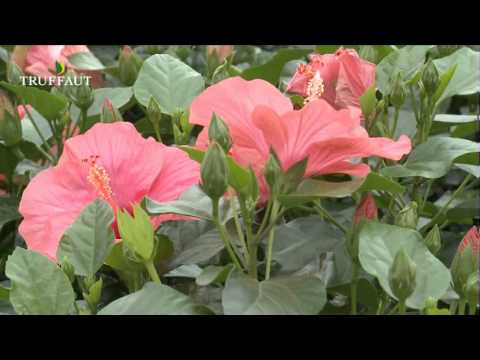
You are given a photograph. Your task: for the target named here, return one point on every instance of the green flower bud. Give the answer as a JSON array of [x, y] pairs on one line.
[[433, 240], [14, 73], [214, 172], [398, 93], [129, 64], [369, 53], [464, 264], [110, 113], [472, 290], [408, 217], [137, 232], [402, 275], [10, 126], [218, 132], [273, 172], [430, 78], [68, 269], [154, 112]]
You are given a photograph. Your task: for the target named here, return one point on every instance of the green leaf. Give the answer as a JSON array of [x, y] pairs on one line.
[[301, 241], [170, 81], [272, 69], [408, 59], [39, 286], [295, 295], [89, 240], [119, 96], [86, 61], [466, 79], [213, 275], [48, 104], [8, 210], [378, 245], [455, 119], [376, 181], [238, 177], [200, 250], [311, 189], [433, 158], [154, 299], [28, 130]]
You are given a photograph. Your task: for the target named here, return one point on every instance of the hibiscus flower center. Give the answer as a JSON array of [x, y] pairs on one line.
[[315, 87], [100, 180]]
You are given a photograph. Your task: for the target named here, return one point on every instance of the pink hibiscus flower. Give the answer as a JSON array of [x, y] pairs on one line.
[[112, 162], [260, 116], [340, 78], [39, 60]]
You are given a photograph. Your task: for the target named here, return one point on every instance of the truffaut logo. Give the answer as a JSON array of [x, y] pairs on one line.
[[57, 79]]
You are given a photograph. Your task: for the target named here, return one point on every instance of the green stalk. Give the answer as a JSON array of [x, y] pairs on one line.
[[444, 208], [223, 233], [271, 236], [149, 265]]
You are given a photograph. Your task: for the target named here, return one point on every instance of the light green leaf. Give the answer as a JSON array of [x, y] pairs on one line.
[[466, 79], [85, 61], [48, 104], [376, 181], [28, 130], [295, 295], [299, 242], [170, 81], [89, 240], [272, 69], [378, 245], [154, 299], [408, 59], [39, 286], [311, 189], [8, 210], [433, 158]]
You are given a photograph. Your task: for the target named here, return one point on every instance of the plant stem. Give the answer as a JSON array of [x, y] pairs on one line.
[[150, 266], [223, 233], [271, 236], [444, 208], [461, 306], [329, 217], [353, 288]]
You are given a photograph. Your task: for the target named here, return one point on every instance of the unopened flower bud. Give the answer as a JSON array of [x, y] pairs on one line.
[[433, 240], [214, 172], [110, 113], [407, 217], [367, 209], [68, 269], [129, 64], [402, 275], [398, 93], [10, 126], [465, 262], [472, 290], [430, 78], [273, 172], [14, 73], [218, 132], [369, 53]]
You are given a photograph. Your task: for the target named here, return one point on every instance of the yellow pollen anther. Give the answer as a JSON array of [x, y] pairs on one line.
[[315, 87]]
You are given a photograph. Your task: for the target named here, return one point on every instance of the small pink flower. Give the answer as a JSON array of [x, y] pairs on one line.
[[40, 60], [472, 238], [340, 78], [367, 209], [112, 162], [260, 116]]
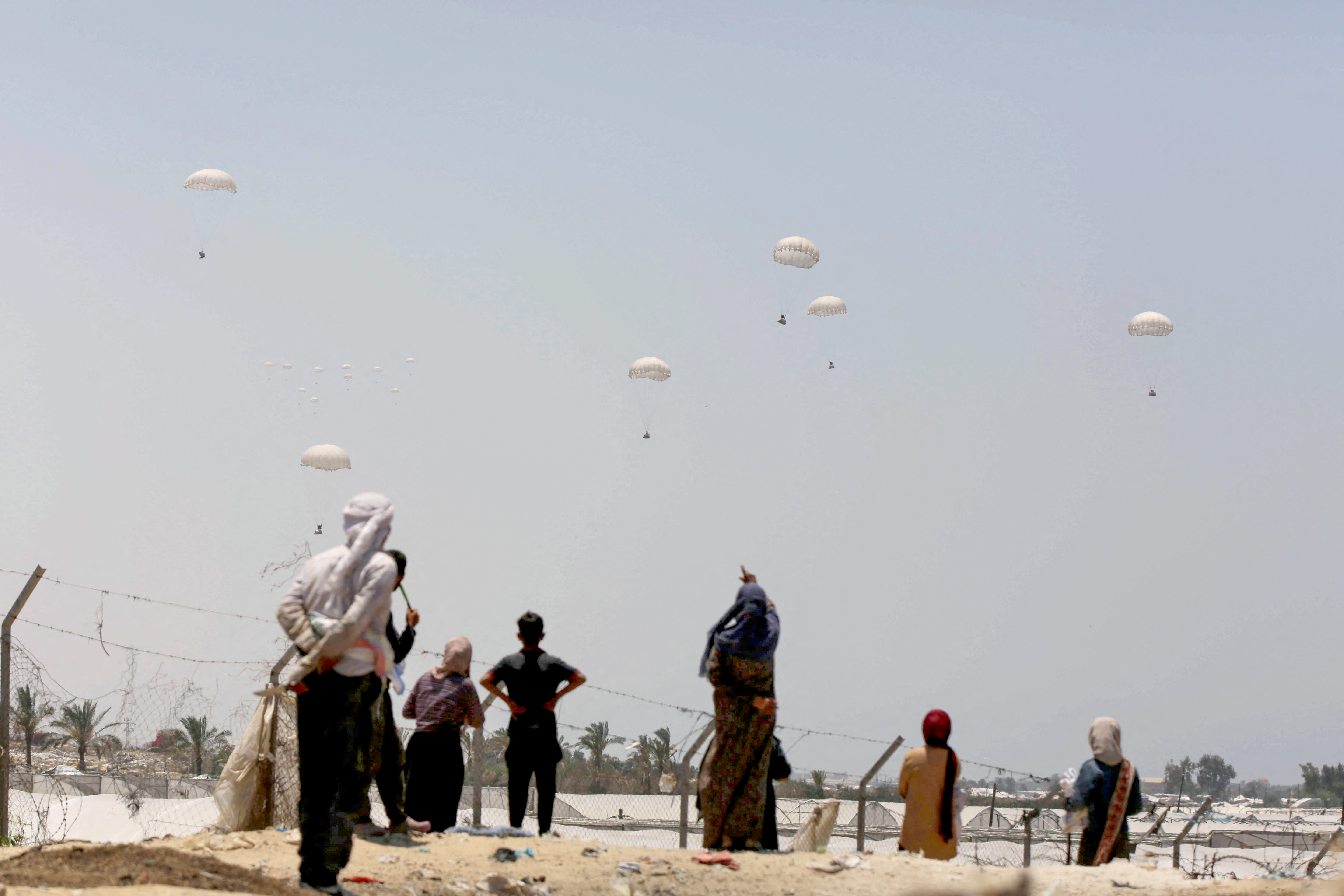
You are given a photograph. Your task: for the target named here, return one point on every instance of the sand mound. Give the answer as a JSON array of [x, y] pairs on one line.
[[128, 864]]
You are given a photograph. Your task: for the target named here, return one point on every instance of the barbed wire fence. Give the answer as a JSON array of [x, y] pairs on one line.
[[155, 742]]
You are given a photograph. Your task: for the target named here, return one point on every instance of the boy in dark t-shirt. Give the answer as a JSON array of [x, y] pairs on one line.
[[534, 680]]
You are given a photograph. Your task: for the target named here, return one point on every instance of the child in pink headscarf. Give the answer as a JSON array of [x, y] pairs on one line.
[[440, 703]]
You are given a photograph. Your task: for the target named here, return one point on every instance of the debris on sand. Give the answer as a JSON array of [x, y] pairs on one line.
[[722, 858], [840, 863], [123, 864]]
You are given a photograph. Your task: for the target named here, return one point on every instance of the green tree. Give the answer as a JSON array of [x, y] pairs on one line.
[[29, 717], [1215, 774], [81, 724], [665, 761], [202, 739], [596, 739], [644, 762], [1326, 782], [1181, 776]]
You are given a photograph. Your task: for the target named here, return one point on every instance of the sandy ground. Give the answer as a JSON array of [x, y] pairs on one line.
[[452, 864]]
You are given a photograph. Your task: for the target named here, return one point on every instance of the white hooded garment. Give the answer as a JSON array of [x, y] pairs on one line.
[[341, 604]]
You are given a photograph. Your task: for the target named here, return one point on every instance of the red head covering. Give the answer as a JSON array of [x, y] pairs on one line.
[[937, 729]]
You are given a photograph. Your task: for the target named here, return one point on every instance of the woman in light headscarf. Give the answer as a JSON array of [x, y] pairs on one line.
[[440, 703], [740, 663], [1108, 791], [928, 778]]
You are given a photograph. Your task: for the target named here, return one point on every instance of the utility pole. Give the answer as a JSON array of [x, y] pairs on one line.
[[5, 696]]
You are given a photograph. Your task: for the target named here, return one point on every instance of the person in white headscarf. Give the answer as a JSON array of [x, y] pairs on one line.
[[336, 612], [1105, 794]]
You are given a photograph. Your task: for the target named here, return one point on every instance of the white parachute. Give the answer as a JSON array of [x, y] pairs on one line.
[[1151, 324], [646, 373], [1151, 353], [325, 483], [207, 205], [210, 181], [651, 369], [798, 252], [326, 457], [796, 256], [829, 307]]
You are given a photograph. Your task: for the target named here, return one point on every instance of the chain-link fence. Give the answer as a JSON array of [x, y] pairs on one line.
[[142, 760]]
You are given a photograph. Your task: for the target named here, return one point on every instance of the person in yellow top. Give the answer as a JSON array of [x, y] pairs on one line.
[[928, 777]]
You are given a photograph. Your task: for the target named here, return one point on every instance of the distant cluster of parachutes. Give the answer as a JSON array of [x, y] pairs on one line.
[[796, 256], [346, 373]]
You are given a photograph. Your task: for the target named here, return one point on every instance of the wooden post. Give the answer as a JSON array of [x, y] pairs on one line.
[[685, 782], [1311, 866], [863, 786], [268, 763], [5, 696], [1026, 841], [1156, 827], [1030, 816], [479, 761], [1194, 820]]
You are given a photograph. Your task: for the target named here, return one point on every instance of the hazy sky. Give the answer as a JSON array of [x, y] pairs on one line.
[[979, 510]]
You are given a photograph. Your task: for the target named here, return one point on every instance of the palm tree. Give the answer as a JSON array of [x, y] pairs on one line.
[[644, 761], [29, 717], [80, 723], [198, 734], [596, 739]]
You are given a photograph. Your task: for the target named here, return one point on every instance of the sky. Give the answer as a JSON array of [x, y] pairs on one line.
[[979, 510]]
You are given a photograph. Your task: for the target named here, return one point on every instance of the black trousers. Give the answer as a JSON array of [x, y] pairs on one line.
[[335, 733], [389, 766], [435, 777], [1089, 843], [525, 761], [771, 832]]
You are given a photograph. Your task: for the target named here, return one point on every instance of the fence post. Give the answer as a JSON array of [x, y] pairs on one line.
[[5, 695], [1030, 816], [1194, 820], [685, 784], [268, 769], [1152, 831], [863, 786], [1311, 866], [479, 761]]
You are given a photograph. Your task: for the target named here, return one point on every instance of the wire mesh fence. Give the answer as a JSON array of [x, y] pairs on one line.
[[143, 758]]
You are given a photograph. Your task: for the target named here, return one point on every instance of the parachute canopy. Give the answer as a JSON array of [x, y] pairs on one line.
[[798, 252], [1151, 324], [827, 305], [326, 457], [212, 179], [650, 369]]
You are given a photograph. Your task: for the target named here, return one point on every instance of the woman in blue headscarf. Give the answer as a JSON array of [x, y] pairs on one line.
[[740, 663]]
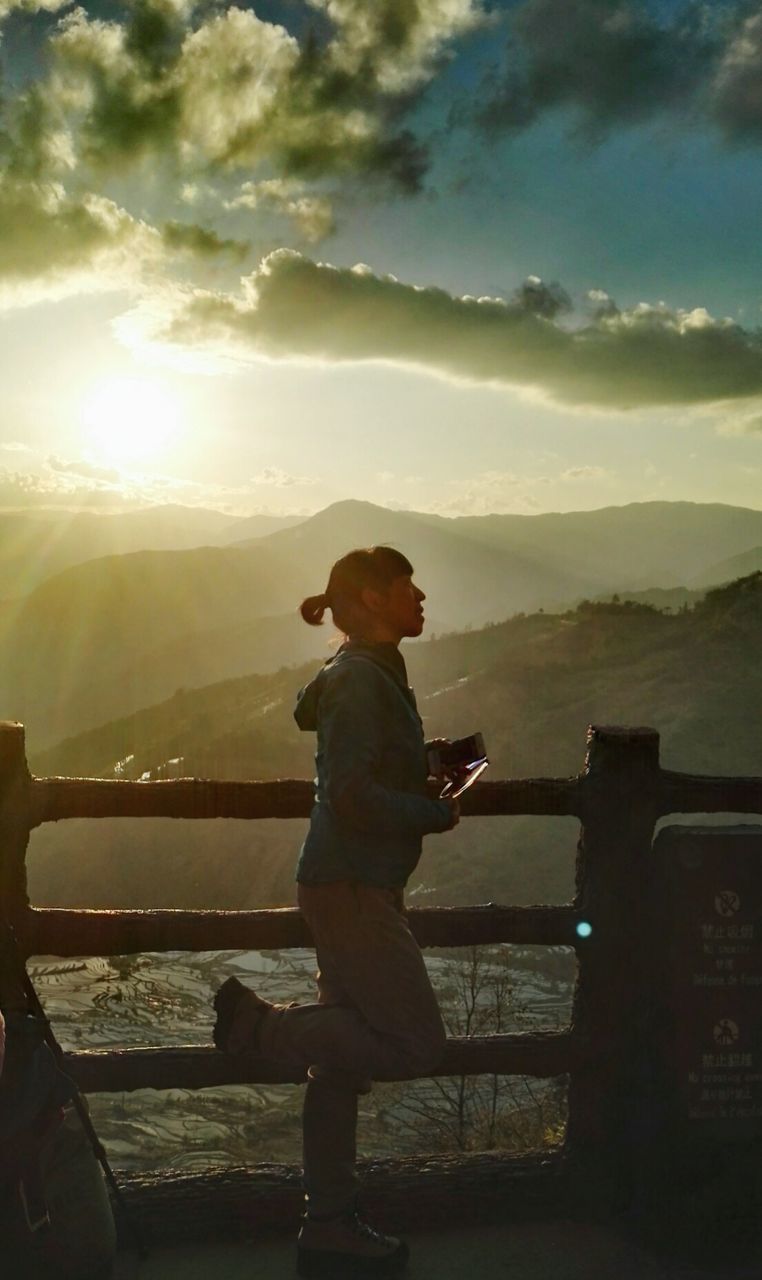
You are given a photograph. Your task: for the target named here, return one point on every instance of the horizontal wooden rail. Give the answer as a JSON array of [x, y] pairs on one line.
[[687, 792], [242, 1203], [73, 933], [53, 799], [542, 1054]]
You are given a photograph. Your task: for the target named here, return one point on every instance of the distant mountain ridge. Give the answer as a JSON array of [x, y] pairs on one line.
[[35, 545], [532, 685], [110, 635]]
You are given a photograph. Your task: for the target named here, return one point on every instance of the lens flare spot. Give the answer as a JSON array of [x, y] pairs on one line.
[[129, 419]]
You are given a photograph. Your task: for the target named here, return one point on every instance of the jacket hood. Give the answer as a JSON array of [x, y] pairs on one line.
[[387, 656]]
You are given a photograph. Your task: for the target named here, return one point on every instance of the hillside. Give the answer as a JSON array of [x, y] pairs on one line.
[[35, 545], [78, 648], [532, 685], [729, 570], [105, 638]]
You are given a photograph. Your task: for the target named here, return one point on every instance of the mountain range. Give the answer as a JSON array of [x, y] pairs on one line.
[[532, 685], [100, 639]]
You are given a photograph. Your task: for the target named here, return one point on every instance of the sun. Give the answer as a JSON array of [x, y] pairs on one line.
[[129, 419]]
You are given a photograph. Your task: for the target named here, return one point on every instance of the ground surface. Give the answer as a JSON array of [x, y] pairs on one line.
[[555, 1251]]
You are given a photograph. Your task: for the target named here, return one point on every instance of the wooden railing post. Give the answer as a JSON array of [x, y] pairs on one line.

==========

Required work: Copy out the lines above word for word, beginning at the line that contains "of the unopened" and stopping after the line that contains "[[155, 742]]". Leave the pictures out.

Complete response:
You are given a photograph. Your task: for the target named here, return one point on every instance of the unopened flower bud. Give the answer as a JSON array of [x, y] pairs on one line.
[[433, 240], [214, 172], [110, 113], [407, 217], [367, 209], [68, 269], [129, 64], [402, 275], [398, 93], [10, 126], [465, 262], [472, 290], [430, 78], [273, 172], [14, 73], [218, 132], [369, 53]]
You are given a photograph. Your task: for the target named here, return one point on every instance of the yellow pollen anther. Give the answer as a JSON array of [x, y] pairs on one line.
[[315, 87]]
You are given a photograph. Your task: for the target named here, return one point on every instance of the small pink flower. Give the answer as a JSON array of [x, y] pairs on one line.
[[40, 60], [472, 238], [340, 78], [367, 209], [112, 162], [260, 116]]
You are given a photograph. Your task: for the target named here, return one point on every instance of the sand mound. Give the answer as a JSON array of [x, y] pairs on one line.
[[128, 864]]
You are given a photograph. Your task: for the target named here, return one point on every instance of the barbed wire fence. Give the answer as a JSON array of [x, y] pairs on one line.
[[155, 742]]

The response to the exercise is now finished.